■ **PROBLEM REQUIREMENTS**
Update the Flyers passage from "In 2013-14, the" to "least 10 defeats.", changing "campaign" to "season" throughout that stretch.
QUOTED PASSAGE START
Throughout the month of August, PHT will be dedicating a day to all 30 NHL clubs. Today’s team? The Philadelphia Flyers.

In 2013-14, the Philadelphia Flyers endured a terrible 1-7-0 start, but they improved as the campaign went on and still managed to make the playoffs. Last season they once again struggled out of the gate (0-2-2), but this time no comeback of significance was forthcoming.

There were silver linings to be sure. Steve Mason showed that his solid 2013-14 campaign wasn’t a fluke as he posted a 2.25 GAA and .928 save percentage in 51 games. After years of goaltending headaches, the fact that the 27-year-old netminder is secured for another two seasons with a reasonable $4.1 million annual cap hit is a big plus for Philadelphia. However, the Flyers largely squandered his strong play in 2014-15 as he had the NHL’s best GAA in losing efforts (2.67) among goaltenders that were charged with at least 10 defeats.

Philadelphia was credited with just 215 goals for, which left them in 22nd place. That’s despite the fact that Jakub Voracek stepped up in 2014-15 with 22 goals and a career-high 81 points in 82 contests.
QUOTED PASSAGE END
SUPPLIED RECORDS START
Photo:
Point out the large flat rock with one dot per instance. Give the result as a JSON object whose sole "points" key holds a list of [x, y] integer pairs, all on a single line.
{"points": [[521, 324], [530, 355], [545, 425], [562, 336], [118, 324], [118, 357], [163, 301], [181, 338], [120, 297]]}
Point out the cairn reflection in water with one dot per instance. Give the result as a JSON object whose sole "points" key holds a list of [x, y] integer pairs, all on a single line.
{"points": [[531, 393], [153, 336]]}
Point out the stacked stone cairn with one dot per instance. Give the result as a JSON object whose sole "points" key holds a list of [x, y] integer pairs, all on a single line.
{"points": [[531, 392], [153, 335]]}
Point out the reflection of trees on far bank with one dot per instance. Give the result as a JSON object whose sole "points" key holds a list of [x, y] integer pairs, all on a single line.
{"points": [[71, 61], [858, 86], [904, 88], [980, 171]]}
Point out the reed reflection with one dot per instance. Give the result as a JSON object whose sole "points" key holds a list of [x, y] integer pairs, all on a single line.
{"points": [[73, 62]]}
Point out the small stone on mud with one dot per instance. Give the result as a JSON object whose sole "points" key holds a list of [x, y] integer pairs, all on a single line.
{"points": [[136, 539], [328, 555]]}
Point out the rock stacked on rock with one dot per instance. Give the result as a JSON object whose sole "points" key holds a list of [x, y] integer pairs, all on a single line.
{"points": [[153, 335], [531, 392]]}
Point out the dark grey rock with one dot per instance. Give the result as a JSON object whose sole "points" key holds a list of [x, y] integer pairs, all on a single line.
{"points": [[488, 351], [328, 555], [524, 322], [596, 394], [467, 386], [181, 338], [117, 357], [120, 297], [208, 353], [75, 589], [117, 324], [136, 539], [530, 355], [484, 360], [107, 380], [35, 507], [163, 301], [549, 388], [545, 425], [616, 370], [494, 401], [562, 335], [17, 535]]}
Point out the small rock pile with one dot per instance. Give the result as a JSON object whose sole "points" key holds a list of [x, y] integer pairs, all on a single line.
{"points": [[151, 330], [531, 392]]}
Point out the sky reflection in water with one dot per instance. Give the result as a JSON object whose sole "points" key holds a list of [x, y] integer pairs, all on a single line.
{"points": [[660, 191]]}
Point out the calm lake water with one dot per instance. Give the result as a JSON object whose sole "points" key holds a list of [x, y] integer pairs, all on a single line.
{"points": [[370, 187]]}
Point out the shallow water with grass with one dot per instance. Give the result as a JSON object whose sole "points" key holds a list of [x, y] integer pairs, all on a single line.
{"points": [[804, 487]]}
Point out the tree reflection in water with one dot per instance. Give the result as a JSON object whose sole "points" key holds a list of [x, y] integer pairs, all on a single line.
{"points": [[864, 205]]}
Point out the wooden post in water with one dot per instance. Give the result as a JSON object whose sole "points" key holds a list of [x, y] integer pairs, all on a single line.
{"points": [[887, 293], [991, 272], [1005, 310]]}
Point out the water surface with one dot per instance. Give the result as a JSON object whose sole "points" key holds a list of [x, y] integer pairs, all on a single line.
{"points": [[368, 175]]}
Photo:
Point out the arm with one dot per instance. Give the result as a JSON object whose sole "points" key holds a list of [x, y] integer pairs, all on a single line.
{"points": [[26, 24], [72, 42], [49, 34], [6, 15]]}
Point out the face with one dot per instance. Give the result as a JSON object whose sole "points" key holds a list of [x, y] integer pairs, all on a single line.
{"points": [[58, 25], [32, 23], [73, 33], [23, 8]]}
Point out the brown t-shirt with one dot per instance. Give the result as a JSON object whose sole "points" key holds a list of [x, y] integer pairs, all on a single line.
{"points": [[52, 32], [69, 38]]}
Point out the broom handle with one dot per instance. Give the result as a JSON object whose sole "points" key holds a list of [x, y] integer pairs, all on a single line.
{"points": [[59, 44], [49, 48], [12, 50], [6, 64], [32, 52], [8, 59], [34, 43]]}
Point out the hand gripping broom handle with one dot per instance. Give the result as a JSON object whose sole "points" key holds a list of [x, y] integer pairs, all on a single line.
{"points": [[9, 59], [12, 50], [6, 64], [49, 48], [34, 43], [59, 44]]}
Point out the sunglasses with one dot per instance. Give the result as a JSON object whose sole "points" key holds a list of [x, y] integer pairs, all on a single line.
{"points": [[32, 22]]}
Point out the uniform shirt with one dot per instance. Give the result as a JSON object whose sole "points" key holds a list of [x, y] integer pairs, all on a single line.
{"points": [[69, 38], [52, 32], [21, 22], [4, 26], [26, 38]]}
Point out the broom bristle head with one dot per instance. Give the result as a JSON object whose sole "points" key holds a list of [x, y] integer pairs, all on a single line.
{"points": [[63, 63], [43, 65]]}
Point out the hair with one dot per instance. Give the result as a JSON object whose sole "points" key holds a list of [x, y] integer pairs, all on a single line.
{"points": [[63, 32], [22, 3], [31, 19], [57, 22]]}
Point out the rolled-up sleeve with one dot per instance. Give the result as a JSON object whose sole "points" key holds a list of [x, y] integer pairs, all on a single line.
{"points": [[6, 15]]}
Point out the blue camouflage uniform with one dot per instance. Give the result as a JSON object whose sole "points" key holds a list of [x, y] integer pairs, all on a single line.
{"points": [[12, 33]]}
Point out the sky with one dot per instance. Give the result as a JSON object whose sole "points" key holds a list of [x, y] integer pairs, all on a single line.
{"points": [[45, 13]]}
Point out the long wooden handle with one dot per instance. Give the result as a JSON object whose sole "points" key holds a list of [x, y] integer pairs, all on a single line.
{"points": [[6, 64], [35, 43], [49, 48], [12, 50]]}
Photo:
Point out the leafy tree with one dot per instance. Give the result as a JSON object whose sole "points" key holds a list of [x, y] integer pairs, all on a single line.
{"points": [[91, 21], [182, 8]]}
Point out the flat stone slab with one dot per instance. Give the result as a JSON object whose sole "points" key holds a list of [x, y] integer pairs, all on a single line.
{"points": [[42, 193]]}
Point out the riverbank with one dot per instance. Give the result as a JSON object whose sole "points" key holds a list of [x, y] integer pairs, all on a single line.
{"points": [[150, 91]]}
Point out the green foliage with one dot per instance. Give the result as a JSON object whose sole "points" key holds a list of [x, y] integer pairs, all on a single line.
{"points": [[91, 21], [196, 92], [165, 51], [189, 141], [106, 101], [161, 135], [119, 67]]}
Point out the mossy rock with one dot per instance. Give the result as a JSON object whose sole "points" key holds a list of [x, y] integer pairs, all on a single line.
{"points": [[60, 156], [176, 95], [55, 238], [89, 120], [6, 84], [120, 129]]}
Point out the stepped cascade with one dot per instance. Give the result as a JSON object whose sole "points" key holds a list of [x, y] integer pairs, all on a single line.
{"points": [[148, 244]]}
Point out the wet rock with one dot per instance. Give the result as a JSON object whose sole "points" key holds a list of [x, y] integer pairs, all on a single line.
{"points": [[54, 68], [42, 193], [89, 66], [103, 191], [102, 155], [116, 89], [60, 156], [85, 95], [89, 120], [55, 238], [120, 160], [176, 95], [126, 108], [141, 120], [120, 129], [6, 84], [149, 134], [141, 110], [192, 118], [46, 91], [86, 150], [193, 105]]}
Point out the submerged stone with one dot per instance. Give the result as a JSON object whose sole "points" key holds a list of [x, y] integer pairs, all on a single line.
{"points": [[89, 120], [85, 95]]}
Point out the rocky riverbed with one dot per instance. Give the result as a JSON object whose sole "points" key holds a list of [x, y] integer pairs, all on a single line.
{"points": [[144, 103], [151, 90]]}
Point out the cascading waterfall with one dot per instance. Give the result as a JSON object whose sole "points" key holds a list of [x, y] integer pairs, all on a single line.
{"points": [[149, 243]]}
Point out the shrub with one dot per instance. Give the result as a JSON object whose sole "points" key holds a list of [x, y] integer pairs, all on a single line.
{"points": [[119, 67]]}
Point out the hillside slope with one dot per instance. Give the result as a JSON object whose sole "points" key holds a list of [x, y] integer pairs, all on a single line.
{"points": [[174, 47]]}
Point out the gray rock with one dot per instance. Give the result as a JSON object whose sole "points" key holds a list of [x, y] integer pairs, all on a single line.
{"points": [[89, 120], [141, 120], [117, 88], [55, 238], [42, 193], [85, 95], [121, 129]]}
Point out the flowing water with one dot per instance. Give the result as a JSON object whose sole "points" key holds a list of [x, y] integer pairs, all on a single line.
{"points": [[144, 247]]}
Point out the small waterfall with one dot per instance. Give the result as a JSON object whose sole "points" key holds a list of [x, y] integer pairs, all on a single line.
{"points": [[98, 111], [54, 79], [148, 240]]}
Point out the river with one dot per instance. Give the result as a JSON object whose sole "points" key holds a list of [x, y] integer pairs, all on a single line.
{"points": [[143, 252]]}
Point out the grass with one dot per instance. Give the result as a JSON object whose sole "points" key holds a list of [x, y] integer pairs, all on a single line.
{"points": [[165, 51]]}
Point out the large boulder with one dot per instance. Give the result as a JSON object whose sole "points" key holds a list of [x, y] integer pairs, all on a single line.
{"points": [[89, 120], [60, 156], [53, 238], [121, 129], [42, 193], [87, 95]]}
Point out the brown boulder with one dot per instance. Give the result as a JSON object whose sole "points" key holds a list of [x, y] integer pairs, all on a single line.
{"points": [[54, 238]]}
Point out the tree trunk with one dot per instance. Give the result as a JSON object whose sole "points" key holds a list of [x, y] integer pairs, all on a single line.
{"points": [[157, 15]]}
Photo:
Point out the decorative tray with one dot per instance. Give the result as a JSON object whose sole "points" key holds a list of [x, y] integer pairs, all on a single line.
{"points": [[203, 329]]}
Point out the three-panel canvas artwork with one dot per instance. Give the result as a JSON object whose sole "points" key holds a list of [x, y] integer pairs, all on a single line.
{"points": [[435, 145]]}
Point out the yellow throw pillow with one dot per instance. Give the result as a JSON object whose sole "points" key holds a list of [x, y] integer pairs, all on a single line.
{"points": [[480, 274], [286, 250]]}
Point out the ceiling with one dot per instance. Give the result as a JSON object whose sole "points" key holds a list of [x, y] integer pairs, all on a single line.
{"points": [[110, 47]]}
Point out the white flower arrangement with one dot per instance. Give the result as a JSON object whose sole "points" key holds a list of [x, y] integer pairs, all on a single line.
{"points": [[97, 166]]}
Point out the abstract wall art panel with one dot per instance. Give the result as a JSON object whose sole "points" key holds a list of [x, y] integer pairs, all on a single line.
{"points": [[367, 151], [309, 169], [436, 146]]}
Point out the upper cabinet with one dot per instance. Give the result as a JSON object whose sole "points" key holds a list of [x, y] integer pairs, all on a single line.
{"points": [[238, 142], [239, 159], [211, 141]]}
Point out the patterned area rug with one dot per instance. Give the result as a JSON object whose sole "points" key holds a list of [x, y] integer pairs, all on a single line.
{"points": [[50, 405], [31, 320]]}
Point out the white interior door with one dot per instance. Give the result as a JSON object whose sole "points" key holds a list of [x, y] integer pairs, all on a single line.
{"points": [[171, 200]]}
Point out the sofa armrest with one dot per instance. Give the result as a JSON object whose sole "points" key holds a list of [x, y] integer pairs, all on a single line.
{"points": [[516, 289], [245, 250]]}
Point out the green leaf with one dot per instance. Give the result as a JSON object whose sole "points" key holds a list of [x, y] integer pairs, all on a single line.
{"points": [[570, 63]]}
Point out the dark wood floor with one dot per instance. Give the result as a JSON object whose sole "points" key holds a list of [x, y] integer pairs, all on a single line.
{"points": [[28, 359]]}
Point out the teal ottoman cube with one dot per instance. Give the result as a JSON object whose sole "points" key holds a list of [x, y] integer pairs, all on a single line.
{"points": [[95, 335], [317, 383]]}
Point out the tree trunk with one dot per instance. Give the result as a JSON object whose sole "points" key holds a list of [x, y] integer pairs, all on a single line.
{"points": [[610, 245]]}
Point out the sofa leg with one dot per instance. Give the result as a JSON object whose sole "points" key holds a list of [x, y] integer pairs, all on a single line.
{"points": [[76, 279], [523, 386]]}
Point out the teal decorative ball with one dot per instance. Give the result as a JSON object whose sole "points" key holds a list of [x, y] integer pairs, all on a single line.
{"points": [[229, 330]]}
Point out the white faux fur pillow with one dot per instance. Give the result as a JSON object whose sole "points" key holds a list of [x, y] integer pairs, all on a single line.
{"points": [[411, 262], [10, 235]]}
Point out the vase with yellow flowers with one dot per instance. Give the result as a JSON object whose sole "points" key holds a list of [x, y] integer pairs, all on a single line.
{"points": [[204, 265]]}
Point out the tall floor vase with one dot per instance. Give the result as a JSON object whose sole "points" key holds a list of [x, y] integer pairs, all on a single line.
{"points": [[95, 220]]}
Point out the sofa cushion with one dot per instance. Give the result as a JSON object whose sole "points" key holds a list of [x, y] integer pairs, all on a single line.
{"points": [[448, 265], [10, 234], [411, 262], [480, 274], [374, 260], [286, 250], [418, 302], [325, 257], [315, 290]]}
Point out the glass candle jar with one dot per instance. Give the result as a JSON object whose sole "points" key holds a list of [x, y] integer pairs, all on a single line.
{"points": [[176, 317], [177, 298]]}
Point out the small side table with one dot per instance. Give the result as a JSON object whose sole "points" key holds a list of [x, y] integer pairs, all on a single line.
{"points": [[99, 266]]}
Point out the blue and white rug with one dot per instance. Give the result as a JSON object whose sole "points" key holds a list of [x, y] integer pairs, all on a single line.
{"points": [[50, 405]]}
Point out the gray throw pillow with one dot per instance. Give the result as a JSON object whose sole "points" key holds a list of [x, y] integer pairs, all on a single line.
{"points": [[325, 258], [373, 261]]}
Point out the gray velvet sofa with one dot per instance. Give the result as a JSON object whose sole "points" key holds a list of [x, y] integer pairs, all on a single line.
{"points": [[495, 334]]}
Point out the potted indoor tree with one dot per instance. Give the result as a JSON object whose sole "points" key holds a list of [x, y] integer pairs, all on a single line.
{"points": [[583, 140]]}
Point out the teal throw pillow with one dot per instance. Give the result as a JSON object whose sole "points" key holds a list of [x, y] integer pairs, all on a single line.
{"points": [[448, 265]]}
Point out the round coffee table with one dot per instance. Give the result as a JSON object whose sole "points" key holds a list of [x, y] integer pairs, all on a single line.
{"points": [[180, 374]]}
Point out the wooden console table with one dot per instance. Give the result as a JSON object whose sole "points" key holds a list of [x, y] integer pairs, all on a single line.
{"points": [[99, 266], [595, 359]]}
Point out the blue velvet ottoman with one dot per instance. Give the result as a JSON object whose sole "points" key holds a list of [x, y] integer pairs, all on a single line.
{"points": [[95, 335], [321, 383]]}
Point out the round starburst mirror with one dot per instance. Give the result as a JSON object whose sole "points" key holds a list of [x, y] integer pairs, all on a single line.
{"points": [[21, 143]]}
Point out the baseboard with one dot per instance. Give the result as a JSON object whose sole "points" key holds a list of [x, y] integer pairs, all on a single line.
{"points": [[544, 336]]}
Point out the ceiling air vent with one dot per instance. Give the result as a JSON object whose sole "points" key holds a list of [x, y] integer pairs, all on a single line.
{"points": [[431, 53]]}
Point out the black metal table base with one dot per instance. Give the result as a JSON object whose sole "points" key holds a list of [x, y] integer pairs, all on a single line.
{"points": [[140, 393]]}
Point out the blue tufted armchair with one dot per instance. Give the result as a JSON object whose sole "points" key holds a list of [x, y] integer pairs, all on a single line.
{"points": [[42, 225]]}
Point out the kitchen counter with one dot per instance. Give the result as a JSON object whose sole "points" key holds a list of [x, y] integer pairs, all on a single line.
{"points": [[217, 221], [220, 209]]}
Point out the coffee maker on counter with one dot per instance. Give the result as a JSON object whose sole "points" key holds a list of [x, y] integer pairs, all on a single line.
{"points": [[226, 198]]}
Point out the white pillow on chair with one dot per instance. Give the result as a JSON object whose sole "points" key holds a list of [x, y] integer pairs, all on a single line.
SUPPLIED RECORDS END
■ **YOUR RESPONSE**
In 2013-14, the Philadelphia Flyers endured a terrible 1-7-0 start, but they improved as the season went on and still managed to make the playoffs. Last season they once again struggled out of the gate (0-2-2), but this time no comeback of significance was forthcoming.

There were silver linings to be sure. Steve Mason showed that his solid 2013-14 season wasn’t a fluke as he posted a 2.25 GAA and .928 save percentage in 51 games. After years of goaltending headaches, the fact that the 27-year-old netminder is secured for another two seasons with a reasonable $4.1 million annual cap hit is a big plus for Philadelphia. However, the Flyers largely squandered his strong play in 2014-15 as he had the NHL’s best GAA in losing efforts (2.67) among goaltenders that were charged with at least 10 defeats.